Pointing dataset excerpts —
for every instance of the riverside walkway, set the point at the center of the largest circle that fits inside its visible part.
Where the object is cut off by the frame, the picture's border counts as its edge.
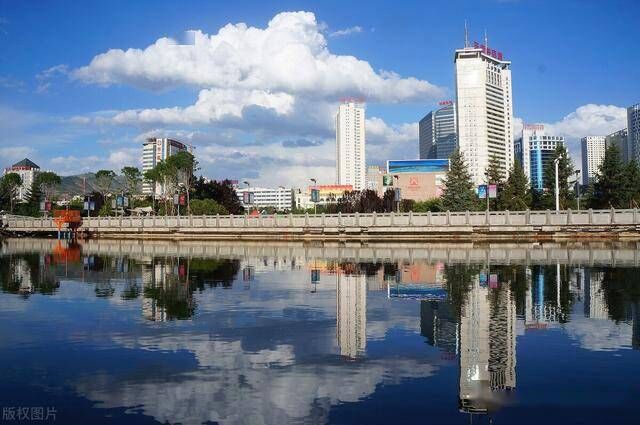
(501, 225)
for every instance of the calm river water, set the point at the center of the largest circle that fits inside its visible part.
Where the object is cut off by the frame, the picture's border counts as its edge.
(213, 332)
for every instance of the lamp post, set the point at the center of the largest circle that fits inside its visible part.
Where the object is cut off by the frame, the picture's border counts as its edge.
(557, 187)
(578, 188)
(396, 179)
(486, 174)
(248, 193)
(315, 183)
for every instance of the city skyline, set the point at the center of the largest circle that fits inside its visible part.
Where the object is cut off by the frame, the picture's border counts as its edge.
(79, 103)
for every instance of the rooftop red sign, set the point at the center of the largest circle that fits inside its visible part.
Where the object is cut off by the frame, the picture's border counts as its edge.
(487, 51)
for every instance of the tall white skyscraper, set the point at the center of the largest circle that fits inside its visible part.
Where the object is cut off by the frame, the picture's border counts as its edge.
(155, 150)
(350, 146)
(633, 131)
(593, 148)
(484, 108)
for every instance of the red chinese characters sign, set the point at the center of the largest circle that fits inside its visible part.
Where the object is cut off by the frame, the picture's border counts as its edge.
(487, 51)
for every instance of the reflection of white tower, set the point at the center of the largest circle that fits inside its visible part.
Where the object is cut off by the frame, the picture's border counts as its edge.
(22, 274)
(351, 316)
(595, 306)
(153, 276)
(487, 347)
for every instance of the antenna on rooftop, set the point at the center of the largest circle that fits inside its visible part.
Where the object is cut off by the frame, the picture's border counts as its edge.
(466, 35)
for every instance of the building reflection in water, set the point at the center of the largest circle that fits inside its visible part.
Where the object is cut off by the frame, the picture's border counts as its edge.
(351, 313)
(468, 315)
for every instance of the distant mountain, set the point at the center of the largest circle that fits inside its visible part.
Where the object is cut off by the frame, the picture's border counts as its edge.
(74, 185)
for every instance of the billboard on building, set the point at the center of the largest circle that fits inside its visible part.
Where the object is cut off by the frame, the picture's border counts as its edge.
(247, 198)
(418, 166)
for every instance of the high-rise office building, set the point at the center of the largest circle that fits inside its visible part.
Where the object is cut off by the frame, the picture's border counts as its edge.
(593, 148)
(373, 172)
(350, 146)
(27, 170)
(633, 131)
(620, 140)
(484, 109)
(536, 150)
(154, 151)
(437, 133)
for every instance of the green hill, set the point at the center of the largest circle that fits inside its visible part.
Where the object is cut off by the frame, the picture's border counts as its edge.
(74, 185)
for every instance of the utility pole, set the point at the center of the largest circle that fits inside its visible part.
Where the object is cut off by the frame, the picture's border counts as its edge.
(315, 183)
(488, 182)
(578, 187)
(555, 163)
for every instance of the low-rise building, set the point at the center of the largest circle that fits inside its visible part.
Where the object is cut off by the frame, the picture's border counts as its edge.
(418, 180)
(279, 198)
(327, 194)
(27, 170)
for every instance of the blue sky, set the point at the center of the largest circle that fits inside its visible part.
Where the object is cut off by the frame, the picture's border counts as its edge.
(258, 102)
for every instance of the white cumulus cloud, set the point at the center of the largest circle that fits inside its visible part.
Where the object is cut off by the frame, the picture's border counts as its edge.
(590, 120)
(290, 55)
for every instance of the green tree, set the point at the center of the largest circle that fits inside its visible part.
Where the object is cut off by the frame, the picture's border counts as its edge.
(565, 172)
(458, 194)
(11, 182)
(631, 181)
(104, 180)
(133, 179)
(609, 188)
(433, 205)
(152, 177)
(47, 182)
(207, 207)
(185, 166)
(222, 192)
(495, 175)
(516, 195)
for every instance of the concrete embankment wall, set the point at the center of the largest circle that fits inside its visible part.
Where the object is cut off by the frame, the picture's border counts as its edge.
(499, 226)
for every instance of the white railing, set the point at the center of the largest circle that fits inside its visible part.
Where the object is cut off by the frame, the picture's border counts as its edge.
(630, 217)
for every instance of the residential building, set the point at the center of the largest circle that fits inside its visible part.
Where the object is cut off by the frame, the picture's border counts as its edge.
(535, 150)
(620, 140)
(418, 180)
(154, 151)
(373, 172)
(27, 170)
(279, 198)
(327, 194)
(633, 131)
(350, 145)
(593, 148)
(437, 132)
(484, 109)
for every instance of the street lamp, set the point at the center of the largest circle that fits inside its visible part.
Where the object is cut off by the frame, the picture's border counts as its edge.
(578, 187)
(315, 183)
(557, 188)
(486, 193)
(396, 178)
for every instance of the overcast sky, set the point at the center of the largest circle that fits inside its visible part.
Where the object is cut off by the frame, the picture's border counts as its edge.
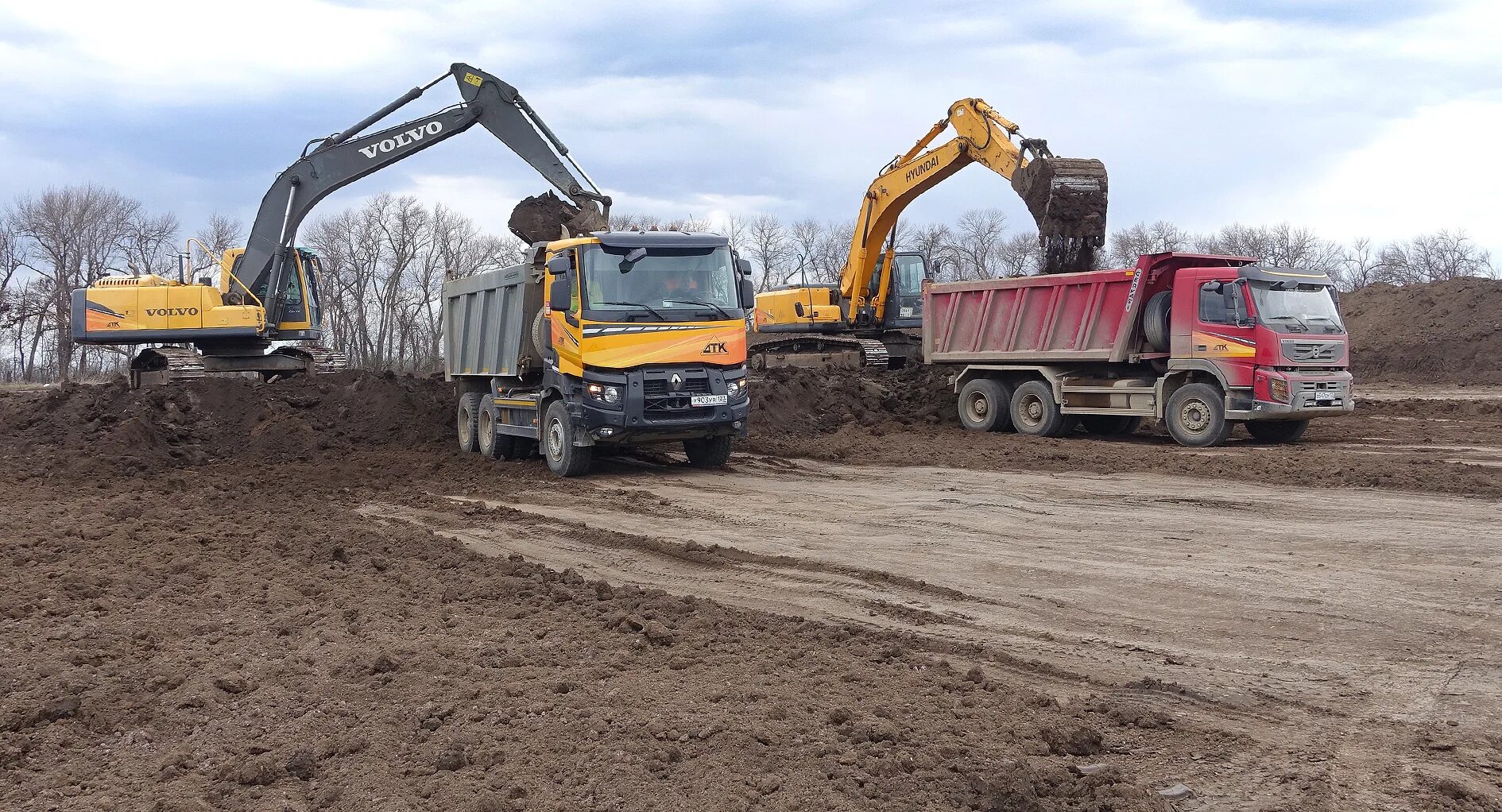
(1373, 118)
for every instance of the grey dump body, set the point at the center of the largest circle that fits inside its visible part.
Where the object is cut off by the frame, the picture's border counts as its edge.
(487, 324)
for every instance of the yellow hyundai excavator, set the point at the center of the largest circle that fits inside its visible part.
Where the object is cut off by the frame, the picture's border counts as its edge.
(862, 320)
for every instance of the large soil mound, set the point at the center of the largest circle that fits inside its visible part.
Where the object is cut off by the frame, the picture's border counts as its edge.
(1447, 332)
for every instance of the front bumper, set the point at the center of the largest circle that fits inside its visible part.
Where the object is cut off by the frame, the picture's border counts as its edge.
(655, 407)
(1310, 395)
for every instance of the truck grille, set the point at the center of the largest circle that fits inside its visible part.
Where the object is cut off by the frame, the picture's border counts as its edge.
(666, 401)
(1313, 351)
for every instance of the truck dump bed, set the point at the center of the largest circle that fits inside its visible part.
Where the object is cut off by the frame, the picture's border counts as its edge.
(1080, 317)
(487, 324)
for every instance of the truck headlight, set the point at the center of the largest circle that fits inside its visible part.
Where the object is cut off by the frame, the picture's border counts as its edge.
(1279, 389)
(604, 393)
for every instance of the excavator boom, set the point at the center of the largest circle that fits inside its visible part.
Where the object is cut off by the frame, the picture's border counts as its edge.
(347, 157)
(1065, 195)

---

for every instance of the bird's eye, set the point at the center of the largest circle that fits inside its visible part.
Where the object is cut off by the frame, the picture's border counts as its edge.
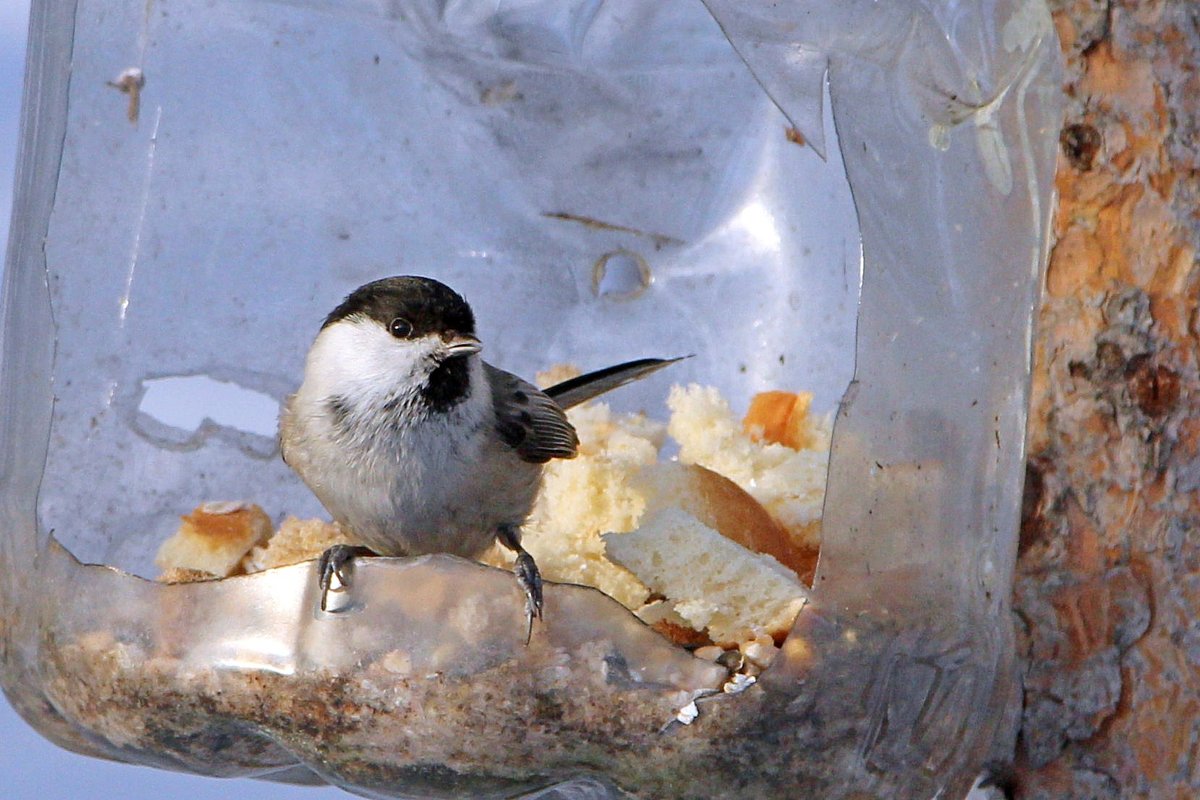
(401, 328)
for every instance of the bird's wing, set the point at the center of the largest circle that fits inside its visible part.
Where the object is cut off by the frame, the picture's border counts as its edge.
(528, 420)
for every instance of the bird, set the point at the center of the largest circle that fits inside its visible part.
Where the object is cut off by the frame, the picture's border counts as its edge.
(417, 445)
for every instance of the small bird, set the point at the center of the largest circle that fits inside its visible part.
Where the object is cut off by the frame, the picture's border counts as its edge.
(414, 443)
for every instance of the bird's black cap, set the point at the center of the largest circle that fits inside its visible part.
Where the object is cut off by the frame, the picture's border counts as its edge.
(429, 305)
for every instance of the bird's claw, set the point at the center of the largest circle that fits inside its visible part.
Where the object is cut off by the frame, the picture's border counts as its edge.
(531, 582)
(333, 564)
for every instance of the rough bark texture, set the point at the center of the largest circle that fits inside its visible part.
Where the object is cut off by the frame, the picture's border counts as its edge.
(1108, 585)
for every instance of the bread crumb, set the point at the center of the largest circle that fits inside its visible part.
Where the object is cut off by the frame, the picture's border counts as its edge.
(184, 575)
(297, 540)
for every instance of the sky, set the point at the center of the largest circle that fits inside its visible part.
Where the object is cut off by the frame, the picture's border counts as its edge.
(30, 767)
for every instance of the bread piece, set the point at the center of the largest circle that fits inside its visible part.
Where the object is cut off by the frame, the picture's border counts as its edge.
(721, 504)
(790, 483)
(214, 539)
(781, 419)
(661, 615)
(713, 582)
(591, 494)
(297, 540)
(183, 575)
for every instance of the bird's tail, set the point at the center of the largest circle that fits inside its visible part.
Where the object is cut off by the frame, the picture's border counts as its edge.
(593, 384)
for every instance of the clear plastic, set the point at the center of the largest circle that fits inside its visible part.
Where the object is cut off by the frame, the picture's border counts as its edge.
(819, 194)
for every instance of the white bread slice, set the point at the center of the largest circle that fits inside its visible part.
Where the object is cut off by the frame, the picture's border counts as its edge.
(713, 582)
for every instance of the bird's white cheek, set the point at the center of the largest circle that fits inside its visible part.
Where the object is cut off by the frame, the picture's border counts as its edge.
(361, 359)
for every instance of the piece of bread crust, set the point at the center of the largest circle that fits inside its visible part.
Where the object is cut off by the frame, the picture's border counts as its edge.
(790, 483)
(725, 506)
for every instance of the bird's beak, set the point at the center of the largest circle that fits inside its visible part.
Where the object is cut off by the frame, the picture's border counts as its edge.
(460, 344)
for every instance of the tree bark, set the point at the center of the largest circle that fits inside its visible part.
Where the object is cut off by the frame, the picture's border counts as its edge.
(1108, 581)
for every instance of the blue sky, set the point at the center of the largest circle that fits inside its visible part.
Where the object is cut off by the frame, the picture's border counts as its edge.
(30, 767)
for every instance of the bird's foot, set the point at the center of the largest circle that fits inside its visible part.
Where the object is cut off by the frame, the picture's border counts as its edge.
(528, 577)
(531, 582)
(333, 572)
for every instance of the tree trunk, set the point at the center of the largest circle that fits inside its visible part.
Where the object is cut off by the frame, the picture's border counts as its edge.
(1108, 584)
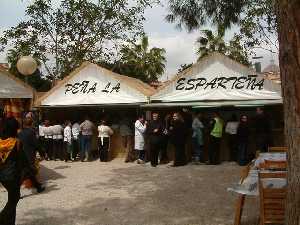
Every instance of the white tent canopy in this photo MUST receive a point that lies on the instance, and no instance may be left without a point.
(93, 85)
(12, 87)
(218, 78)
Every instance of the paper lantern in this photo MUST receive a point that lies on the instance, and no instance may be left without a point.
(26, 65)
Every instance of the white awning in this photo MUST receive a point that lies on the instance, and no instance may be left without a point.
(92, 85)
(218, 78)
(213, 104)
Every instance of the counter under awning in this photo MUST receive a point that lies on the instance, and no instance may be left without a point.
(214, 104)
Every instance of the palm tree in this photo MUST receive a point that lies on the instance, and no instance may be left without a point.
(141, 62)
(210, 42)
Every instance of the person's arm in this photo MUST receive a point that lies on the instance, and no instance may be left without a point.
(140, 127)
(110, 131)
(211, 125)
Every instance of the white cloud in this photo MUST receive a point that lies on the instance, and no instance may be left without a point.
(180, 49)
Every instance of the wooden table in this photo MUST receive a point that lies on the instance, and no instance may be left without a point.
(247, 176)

Your objective —
Pick out every line in the records above that contains the word "piece" and copy each one.

Finished exercise —
for every instance of the bread piece, set the point at the center of the largest circle that fits inside its visible part.
for every instance of the piece of bread crust, set the point at the center of the largest circle that fits inside its visible part.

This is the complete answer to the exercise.